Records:
....
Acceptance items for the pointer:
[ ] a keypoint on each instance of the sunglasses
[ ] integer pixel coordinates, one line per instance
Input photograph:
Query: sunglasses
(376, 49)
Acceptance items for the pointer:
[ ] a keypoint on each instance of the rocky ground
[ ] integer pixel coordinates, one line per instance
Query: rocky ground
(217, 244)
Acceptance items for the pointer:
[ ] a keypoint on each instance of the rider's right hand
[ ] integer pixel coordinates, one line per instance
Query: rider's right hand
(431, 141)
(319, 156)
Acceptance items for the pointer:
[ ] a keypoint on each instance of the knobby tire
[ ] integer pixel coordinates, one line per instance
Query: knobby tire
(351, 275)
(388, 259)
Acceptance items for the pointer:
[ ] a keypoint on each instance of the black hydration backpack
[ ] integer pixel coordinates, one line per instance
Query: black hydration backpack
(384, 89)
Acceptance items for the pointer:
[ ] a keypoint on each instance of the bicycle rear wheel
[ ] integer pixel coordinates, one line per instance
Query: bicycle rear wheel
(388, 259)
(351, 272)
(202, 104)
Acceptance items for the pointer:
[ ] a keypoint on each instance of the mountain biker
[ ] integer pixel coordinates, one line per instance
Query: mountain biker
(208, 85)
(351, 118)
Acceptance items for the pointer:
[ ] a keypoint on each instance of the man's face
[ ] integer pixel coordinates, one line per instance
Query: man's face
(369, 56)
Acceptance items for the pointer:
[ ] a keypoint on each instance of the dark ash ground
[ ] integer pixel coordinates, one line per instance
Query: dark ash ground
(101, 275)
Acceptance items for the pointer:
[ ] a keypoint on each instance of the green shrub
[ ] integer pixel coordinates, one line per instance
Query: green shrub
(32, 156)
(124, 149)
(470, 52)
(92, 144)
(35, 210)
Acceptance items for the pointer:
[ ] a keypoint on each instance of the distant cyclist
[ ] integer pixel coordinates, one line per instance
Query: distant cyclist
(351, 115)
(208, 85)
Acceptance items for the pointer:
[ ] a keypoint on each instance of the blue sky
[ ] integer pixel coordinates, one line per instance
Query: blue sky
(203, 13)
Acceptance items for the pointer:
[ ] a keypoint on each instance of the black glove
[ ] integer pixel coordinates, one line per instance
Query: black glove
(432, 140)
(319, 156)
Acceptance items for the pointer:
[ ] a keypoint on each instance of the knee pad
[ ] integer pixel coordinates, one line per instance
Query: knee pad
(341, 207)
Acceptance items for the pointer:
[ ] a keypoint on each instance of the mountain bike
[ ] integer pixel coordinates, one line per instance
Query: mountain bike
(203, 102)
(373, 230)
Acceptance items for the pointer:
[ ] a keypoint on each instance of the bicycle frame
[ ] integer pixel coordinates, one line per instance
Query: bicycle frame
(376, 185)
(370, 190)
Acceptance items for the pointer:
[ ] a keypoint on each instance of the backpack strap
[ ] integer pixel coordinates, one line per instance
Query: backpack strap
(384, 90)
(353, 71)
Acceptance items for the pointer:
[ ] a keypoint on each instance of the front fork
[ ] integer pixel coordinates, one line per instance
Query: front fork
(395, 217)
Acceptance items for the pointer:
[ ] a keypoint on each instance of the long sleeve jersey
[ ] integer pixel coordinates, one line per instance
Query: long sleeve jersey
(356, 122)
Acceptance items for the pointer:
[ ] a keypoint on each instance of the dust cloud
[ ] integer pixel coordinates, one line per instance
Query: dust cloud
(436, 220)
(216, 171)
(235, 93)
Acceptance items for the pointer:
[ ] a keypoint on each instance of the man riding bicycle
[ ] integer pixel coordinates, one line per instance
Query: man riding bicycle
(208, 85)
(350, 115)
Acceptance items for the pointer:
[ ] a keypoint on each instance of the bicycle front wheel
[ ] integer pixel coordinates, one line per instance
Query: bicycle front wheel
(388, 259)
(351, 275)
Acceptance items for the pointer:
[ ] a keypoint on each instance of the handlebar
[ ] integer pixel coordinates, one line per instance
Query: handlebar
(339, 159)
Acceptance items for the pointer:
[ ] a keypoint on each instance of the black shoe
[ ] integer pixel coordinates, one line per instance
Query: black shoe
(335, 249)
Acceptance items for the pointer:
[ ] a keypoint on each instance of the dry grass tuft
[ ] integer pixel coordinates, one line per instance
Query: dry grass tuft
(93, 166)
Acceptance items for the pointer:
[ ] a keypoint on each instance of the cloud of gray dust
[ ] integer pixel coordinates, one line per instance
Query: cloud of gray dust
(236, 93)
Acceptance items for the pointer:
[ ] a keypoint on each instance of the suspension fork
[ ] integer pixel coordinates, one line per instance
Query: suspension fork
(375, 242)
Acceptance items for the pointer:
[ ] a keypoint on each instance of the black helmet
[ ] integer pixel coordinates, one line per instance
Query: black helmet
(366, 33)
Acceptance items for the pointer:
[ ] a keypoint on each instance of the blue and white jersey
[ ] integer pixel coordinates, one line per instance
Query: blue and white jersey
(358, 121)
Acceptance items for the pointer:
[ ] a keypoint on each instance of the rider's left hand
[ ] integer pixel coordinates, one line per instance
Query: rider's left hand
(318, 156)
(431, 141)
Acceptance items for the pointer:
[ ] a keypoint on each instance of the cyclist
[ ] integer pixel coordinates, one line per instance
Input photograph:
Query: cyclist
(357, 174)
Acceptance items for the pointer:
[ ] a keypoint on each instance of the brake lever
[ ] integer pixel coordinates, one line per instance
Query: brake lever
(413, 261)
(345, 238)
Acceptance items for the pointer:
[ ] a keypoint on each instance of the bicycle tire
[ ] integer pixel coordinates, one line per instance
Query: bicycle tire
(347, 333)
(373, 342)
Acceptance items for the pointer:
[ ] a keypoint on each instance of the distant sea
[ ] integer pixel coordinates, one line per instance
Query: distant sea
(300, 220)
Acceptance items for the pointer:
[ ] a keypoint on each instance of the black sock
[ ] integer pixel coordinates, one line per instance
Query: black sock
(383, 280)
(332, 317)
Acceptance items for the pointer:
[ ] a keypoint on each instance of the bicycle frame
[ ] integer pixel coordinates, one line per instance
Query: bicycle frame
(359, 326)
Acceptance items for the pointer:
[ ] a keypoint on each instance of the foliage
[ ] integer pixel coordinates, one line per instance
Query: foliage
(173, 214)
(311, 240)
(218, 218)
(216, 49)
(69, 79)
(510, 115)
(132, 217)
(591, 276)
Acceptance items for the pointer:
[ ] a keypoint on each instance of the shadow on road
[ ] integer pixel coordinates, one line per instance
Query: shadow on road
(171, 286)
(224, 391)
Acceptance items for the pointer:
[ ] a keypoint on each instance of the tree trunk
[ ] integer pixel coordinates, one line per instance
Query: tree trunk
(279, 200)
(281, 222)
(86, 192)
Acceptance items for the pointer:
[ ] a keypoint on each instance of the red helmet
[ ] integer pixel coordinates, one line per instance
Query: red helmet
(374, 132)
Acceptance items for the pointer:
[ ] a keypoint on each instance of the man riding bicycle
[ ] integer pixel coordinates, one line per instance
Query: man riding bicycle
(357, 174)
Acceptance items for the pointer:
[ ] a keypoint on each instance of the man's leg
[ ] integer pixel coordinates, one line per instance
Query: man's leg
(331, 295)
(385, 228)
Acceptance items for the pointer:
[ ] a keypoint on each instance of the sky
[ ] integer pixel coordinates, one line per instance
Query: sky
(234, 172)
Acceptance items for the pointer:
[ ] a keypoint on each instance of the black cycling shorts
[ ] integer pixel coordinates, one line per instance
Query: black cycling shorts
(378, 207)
....
Reproduce the listing above word for word.

Solution to the exercise:
Acceptance items for the pointer:
[ ] a keypoint on each instance of the sunglasses
[ ] integer pixel coordinates, one line per instance
Input photograph:
Query: sunglasses
(376, 49)
Acceptance items for the pointer:
[ ] a keypoint on each instance of the rocky ground
[ ] integer pixel coordinates, one line per instance
Query: rocky ground
(217, 244)
Acceptance items for the pointer:
[ ] a keypoint on each instance of the rider's right hand
[ ] integer pixel coordinates, one line per instance
Query: rider's right hand
(431, 141)
(319, 156)
Acceptance items for the pointer:
[ ] a keypoint on each instance of the knobby tire
[ ] integer pixel coordinates, one line per instance
Query: knobby tire
(351, 275)
(388, 259)
Acceptance items for the pointer:
[ ] a keypoint on each instance of the black hydration backpack
[ ] integer pixel coordinates, one line per instance
Query: black hydration backpack
(384, 89)
Acceptance items for the pointer:
[ ] a keypoint on each instance of the bicycle rear wheel
[ ] integer pixel coordinates, one line per instance
Query: bicycle rear wheel
(388, 259)
(351, 272)
(202, 104)
Acceptance items for the pointer:
[ ] a keypoint on each instance of the mountain biker
[ ] integer pixel coordinates, one line per instance
Query: mountain biker
(208, 85)
(351, 118)
Acceptance items for the pointer:
[ ] a keypoint on each instance of the man's face
[ ] integer pixel coordinates, one line per instance
Query: man's face
(369, 56)
Acceptance items for the pointer:
[ ] a keypoint on each instance of the dark ash ground
[ ] integer pixel coordinates, one line per instance
Query: dark ash ground
(101, 275)
Acceptance items for the pointer:
[ ] a keypoint on each instance of the green shrub
[ ] integer pixel coordinates, one line per instance
Query: green shrub
(32, 156)
(124, 149)
(470, 52)
(92, 144)
(35, 210)
Acceptance items for the pointer:
[ ] a keypoint on each instance of the distant cyclist
[ ] integer pixel coordinates, one line per instance
Query: distant cyclist
(351, 115)
(208, 85)
Acceptance items for the pointer:
[ ] a keypoint on each instance of the blue sky
[ ] integer pixel coordinates, one line per instance
Query: blue sky
(203, 13)
Acceptance items for the pointer:
[ ] a keypoint on each instance of the black glove
[ ] integer pixel coordinates, one line per instance
Query: black glove
(432, 140)
(319, 156)
Acceptance items for the pointer:
[ ] a keypoint on each instance of the knee pad
[ ] integer pixel coordinates, one line per instance
Query: knee pad
(341, 207)
Acceptance items for the pointer:
[ ] a keypoint on each instance of the mountain bike
[ ] integer pixel coordinates, one line per instance
Query: mountain bike
(203, 102)
(373, 230)
Acceptance items for the pointer:
[ ] a keypoint on each instance of the bicycle frame
[ ] integer pixel coordinates, one line per instance
Query: bicycle frame
(376, 185)
(370, 190)
Acceptance items for the pointer:
[ ] a keypoint on each instance of the backpack strap
[ ] integer pixel coordinates, one line per instance
Query: backpack strap
(384, 90)
(353, 71)
Acceptance items for the pointer:
[ ] a keypoint on each instance of the front fork
[ ] integer pixel coordinates, one line per instance
Query: front fork
(395, 217)
Acceptance items for the pointer:
[ ] a keypoint on each instance of the long sleeve jersey
[ ] integer pixel coordinates, one line per instance
Query: long sleeve jersey
(356, 122)
Acceptance items for the pointer:
[ ] a keypoint on each instance of the dust cloud
[ ] integer pixel coordinates, one line per instance
Query: dust cloud
(436, 220)
(216, 171)
(235, 93)
Acceptance items for the pointer:
[ ] a keypoint on each instance of the man riding bicycle
[ ] integer pixel coordinates, one line per instance
Query: man riding bicycle
(208, 85)
(350, 115)
Acceptance items for the pointer:
[ ] a keypoint on each instance of the bicycle front wheel
[ ] integer pixel coordinates, one line per instance
Query: bicycle front wheel
(388, 259)
(351, 275)
Acceptance items for the pointer:
[ ] a keypoint on each instance of the handlebar
[ ] integer pixel coordinates, one line per instance
Query: handlebar
(339, 159)
Acceptance items for the pointer:
[ ] a keypoint on each instance of the black shoe
[ ] integer pixel coordinates, one line per instance
Query: black shoe
(335, 249)
Acceptance items for the pointer:
[ ] a keypoint on each instance of the dry grass tuft
[ ] integer pixel coordinates, one line per instance
Query: dry grass tuft
(93, 166)
Acceptance items for the pointer:
[ ] a keypoint on each instance of the cloud of gray dust
[ ] integer pixel coordinates, one line per instance
Query: cloud of gray dust
(236, 93)
Acceptance items for the pointer:
[ ] a keypoint on each instance of the suspension fork
[ ] integer pixel coordinates, one line per instance
Query: suspension fork
(375, 242)
Acceptance items for the pointer:
[ ] a keypoint on each instance of the black helmet
[ ] integer pixel coordinates, one line per instance
Query: black helmet
(366, 33)
Acceptance items for the pointer:
[ ] a keypoint on each instance of the blue and white jersey
[ ] integer pixel coordinates, one line per instance
Query: blue and white jersey
(358, 121)
Acceptance items for the pointer:
[ ] a keypoint on each instance of the rider's left hand
[ ] integer pixel coordinates, one line per instance
Query: rider's left hand
(318, 156)
(431, 141)
Acceptance items for the pointer:
[ ] a keypoint on each instance of the cyclist
[ ] integer pixel coordinates, one line per instance
Input photograph:
Query: cyclist
(357, 174)
Acceptance items for the pointer:
[ ] a keypoint on each instance of the brake lever
[ ] integer pixel coordinates, one line per instance
Query: brake lever
(413, 261)
(345, 238)
Acceptance items for the pointer:
[ ] a keypoint on each instance of the bicycle tire
[ ] integer pixel coordinates, one line per instance
Query: bicycle tire
(347, 333)
(373, 342)
Acceptance items for the pointer:
[ ] a keypoint on each instance of the distant sea
[ ] integer pixel coordinates, one line per instance
Query: distant sea
(300, 220)
Acceptance items for the pointer:
[ ] a keypoint on each instance of the black sock
[ ] integer pixel coordinates, one line per instance
Query: black sock
(383, 280)
(332, 317)
Acceptance items for the pointer:
[ ] a keypoint on each instance of the bicycle frame
[ ] integer pixel coordinates, one line per instance
Query: bicycle frame
(359, 326)
Acceptance items for the pointer:
[ ] a keypoint on each instance of the foliage
[ ] integer pixel coordinates, one line per instance
Query: foliage
(173, 214)
(311, 240)
(218, 218)
(216, 49)
(69, 79)
(510, 115)
(132, 217)
(591, 276)
Acceptance items for the pointer:
[ ] a keypoint on each instance of the shadow on road
[ ] integer pixel coordinates, one line per instance
Query: shadow on road
(171, 286)
(224, 391)
Acceptance items for the pointer:
[ ] a keypoint on each instance of the tree trunk
[ ] integer pixel coordinates, one line per instance
Query: tree trunk
(279, 200)
(281, 222)
(86, 192)
Acceptance items for the pointer:
[ ] a keypoint on each instance of the red helmet
[ ] integer pixel coordinates, one line per instance
Query: red helmet
(374, 132)
Acceptance items for the pointer:
[ ] a keypoint on each instance of the man riding bicycle
[ ] integer pixel coordinates, one line per instance
Query: man riding bicycle
(357, 174)
Acceptance items for the pointer:
[ ] a keypoint on each instance of the man's leg
[ ] integer pixel coordinates, one line per instance
Query: man's leg
(331, 295)
(385, 228)
Acceptance items for the pointer:
[ ] a keypoint on each instance of the sky
[ ] integer pixel coordinates, one line per instance
Query: sky
(234, 172)
Acceptance items for the pointer:
[ ] a keypoint on each instance of the black cycling shorts
[ ] integer pixel coordinates, one line per instance
Query: black cycling shorts
(378, 207)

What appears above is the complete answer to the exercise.